Short problem a —
Translate this sentence from the bolt-and-screw page into Spanish: "In my opinion, only further experiments will decide."

# Page text start

## A Real Sonic Screwdriver?

Well, there's a lot more going on than I can account for. And I really shouldn't be surprised.

I tested a bolt:
mass = 11.1 g
length = 30 mm

This bolt was designed to fit:
flanged metal nut 3 (numbered for previous experiment)
mass 6.9 g
thickness = 8 mm
outer diam = 18 mm
inner diam = 6 mm

As the reader will have observed, there are notable differences between the screw in the first experiment and the bolt in the second. These differences may account for the opposing observed differences in results. Or they may not. In my opinion, only further experiments will decide.
Apparently there in no strict definition that distinguishes a bolt from a screw. For myself, I've always thought of a screw as 'the mechanical pin that can be turned and tightened into place as a result of its thread with a screwdriver' and a bolt as 'the mechanical pin that can be turned and tightened into place as a result of its thread with a spanner or its analogue'. It's a personal, tacit definition, and I'll stick to it for the purposes of this exercise.

# Page text end
# Provided data start

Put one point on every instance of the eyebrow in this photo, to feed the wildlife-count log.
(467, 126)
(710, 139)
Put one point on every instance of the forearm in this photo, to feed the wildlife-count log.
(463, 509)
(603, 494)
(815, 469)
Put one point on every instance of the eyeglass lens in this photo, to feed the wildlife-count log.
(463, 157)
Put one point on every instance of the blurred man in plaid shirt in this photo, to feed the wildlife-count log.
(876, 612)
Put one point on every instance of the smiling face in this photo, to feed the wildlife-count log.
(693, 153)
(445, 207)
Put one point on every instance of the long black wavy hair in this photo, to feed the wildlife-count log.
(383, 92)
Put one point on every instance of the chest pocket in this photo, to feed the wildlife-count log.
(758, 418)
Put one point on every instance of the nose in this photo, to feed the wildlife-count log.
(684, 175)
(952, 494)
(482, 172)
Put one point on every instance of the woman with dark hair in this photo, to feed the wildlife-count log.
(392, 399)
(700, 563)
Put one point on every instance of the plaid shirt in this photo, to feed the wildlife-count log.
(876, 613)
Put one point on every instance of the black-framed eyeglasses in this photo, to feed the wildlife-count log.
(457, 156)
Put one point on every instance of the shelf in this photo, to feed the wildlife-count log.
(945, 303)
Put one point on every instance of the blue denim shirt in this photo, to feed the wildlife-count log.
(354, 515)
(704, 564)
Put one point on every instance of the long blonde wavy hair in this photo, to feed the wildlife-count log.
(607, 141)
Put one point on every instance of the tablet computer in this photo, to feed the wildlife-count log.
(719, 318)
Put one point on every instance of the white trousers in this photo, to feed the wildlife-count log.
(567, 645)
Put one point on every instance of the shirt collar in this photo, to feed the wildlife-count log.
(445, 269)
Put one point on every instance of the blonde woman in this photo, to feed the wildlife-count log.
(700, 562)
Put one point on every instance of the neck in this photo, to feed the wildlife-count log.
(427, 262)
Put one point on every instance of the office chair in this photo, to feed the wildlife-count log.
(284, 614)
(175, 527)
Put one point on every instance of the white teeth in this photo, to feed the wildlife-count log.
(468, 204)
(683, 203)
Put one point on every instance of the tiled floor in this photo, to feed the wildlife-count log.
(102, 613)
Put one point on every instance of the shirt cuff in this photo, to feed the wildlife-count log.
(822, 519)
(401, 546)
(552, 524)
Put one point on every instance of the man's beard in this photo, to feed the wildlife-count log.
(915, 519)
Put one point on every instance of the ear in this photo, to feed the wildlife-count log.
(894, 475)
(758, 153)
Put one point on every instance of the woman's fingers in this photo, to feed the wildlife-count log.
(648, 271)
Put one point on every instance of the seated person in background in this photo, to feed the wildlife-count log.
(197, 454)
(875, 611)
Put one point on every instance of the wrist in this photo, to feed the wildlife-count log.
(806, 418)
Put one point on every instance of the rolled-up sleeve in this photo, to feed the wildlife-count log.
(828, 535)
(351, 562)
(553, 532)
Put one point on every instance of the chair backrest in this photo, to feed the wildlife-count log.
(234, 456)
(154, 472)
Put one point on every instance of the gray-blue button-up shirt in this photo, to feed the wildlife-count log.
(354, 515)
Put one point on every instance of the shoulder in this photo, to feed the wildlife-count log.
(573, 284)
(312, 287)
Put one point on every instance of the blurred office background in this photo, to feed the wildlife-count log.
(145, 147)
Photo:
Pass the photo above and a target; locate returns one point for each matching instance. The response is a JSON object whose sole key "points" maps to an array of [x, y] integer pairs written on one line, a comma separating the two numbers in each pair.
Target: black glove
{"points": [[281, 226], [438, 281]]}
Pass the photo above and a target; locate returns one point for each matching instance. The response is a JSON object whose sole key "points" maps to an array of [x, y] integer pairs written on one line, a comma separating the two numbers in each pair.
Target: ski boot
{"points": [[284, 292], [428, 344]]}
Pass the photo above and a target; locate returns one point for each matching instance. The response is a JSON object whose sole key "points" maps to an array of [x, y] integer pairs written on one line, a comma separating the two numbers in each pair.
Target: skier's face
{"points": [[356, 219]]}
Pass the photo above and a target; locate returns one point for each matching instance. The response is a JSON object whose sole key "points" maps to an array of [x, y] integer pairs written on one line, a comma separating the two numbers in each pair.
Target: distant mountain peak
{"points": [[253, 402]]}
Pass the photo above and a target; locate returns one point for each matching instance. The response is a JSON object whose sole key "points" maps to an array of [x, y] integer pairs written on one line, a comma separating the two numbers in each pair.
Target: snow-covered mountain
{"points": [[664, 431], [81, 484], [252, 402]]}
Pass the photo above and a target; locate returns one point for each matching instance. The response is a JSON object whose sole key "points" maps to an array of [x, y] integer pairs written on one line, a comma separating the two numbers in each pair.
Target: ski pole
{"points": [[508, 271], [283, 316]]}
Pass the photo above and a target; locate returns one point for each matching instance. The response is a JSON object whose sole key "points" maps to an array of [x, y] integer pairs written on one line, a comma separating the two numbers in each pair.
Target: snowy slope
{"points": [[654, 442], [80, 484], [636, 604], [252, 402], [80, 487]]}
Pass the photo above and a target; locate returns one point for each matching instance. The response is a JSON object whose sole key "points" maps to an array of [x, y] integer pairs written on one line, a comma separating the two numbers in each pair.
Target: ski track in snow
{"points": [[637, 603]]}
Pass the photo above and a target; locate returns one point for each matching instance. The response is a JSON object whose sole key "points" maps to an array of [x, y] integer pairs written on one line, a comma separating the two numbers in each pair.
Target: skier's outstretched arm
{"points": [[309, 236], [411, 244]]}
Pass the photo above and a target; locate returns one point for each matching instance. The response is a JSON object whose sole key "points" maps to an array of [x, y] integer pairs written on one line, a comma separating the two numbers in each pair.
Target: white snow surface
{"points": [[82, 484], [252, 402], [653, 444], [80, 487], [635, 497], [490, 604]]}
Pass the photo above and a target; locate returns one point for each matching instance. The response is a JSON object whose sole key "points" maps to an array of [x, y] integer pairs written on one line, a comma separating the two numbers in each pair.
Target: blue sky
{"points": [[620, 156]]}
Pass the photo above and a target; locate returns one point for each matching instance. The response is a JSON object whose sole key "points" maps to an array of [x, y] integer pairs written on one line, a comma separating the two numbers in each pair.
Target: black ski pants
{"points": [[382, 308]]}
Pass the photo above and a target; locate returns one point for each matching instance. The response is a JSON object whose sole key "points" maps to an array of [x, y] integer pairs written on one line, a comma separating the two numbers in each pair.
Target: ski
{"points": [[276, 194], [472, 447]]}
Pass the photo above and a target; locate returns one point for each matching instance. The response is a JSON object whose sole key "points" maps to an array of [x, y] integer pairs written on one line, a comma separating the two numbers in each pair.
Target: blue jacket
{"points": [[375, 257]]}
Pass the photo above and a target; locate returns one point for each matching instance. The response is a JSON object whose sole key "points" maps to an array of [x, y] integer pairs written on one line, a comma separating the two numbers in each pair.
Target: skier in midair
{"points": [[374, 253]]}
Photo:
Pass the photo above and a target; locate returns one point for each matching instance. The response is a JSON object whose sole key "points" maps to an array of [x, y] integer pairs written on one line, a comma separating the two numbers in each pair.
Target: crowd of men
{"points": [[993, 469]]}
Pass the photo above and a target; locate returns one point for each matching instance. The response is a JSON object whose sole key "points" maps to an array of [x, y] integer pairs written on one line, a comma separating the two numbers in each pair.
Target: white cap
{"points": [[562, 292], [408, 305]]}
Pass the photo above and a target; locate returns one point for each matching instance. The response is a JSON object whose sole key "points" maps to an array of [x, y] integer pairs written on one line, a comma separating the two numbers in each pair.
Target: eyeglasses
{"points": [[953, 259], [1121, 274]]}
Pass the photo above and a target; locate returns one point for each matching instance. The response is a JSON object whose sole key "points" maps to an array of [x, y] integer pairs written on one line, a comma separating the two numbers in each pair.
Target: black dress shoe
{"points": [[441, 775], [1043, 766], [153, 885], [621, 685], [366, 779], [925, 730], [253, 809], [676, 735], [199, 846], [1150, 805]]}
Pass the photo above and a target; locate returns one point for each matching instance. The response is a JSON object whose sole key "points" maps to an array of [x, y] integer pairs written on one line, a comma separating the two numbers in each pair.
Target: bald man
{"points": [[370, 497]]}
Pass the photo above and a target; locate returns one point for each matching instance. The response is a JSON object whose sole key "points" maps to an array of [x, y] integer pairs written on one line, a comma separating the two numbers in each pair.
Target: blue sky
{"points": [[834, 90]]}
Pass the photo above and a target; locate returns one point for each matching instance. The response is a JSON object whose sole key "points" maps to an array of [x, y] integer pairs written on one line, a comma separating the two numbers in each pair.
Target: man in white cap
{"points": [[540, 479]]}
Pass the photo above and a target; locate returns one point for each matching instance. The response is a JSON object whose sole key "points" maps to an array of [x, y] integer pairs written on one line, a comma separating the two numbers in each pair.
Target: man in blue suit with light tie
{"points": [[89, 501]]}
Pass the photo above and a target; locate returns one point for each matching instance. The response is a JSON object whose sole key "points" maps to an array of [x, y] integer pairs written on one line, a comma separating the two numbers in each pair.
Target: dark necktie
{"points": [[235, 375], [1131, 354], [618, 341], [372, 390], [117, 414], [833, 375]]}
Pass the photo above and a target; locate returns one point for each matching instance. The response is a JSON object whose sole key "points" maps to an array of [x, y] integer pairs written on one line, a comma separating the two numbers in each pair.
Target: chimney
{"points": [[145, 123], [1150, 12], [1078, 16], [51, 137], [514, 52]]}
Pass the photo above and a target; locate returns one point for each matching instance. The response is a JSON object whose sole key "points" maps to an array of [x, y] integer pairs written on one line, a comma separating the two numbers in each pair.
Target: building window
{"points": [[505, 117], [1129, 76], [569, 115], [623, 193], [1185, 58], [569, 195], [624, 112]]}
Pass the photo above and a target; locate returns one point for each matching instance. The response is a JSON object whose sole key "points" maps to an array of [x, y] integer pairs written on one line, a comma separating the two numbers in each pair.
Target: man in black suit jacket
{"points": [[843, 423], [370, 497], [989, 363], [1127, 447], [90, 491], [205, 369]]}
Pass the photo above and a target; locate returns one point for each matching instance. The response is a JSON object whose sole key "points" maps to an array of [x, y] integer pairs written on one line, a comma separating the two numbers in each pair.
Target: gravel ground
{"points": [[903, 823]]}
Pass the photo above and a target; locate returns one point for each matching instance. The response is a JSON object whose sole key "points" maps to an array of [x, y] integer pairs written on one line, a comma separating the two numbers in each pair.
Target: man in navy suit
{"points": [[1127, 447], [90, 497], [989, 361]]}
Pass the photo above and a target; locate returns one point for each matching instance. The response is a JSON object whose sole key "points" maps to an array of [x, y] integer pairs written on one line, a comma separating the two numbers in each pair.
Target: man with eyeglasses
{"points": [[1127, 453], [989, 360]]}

# Provided data end

Short problem b —
Pick out every line of the records above that contains the word "mountain", and copy each of those lines.

Written response a —
En mi opinión, solo más experimentos lo decidirán.

Written response b —
Target: distant mountain peak
Target: snow-covered mountain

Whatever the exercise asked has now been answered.